**DIRECTIVE:**
Please repeat the rows from the line with "Task: confirm every instance of the grassy" up to and including the line with "[[377, 148]]", swapping "grassy bank" for "grassy slope" and leaving everything else unchanged.

+===+

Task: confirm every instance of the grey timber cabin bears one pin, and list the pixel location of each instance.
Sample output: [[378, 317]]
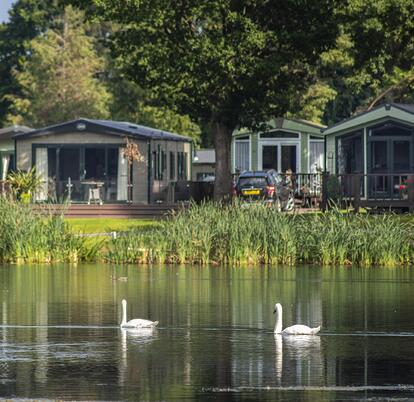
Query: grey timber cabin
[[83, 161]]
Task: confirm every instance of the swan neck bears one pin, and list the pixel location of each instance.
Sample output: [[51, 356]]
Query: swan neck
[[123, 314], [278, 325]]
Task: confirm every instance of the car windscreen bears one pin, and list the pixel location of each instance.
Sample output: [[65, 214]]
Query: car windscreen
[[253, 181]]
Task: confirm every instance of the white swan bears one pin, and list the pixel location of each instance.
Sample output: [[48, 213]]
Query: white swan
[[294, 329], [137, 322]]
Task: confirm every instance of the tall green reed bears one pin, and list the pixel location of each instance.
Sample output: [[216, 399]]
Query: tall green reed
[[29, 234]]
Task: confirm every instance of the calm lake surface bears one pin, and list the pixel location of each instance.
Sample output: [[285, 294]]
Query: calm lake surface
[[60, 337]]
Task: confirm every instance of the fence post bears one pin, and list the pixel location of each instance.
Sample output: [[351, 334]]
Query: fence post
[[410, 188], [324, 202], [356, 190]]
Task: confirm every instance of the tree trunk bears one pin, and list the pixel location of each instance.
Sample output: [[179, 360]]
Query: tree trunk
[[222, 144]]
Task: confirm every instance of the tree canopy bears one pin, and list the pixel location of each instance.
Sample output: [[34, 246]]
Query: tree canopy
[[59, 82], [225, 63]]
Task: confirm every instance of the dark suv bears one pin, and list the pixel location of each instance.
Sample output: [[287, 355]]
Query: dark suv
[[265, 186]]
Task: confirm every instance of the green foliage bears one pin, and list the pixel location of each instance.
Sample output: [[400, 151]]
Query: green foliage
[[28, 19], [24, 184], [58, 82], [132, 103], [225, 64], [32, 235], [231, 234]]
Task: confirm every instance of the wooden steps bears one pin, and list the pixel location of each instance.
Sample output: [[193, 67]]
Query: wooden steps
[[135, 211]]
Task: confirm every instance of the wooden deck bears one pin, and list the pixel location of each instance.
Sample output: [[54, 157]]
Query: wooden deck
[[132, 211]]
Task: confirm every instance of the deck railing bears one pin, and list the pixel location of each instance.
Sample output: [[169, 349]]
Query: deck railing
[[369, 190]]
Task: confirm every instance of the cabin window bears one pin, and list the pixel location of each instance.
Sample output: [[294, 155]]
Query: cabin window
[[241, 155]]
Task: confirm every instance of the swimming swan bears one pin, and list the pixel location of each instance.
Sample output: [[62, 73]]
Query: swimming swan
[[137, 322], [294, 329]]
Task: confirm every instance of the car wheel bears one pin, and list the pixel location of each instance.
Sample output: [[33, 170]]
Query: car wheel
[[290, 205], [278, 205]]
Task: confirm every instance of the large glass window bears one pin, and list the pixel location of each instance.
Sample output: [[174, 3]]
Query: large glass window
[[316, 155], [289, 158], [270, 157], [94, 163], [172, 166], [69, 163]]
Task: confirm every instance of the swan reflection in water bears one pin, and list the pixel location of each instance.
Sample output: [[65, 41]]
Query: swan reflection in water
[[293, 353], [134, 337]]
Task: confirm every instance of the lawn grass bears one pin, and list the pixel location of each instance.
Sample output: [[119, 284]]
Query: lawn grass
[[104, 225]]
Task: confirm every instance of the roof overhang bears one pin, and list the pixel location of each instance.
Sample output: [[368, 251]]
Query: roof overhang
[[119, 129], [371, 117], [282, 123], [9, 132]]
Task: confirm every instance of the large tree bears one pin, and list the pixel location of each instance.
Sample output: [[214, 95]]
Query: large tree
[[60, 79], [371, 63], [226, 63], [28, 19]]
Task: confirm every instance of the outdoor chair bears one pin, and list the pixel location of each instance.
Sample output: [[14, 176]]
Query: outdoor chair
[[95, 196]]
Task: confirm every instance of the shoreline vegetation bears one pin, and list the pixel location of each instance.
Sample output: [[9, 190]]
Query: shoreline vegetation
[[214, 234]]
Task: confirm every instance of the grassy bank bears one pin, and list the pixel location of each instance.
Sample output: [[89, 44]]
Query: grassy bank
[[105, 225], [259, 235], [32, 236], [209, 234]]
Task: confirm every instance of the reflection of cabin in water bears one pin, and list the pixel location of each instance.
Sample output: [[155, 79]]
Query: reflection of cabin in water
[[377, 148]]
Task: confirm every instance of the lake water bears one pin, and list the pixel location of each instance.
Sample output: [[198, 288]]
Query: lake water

+===+

**WRITTEN ANSWER:**
Task: confirm every instance of the grassy slope bears one pin, and list the pixel location of each instance.
Sample output: [[89, 44]]
Query: grassy slope
[[105, 225], [259, 235], [32, 236], [209, 234]]
Task: confirm every instance of the reflection of cabin in water bears one pin, and list the pixel location of each instance.
Sample output: [[155, 79]]
Query: reflection of cabin in water
[[377, 148]]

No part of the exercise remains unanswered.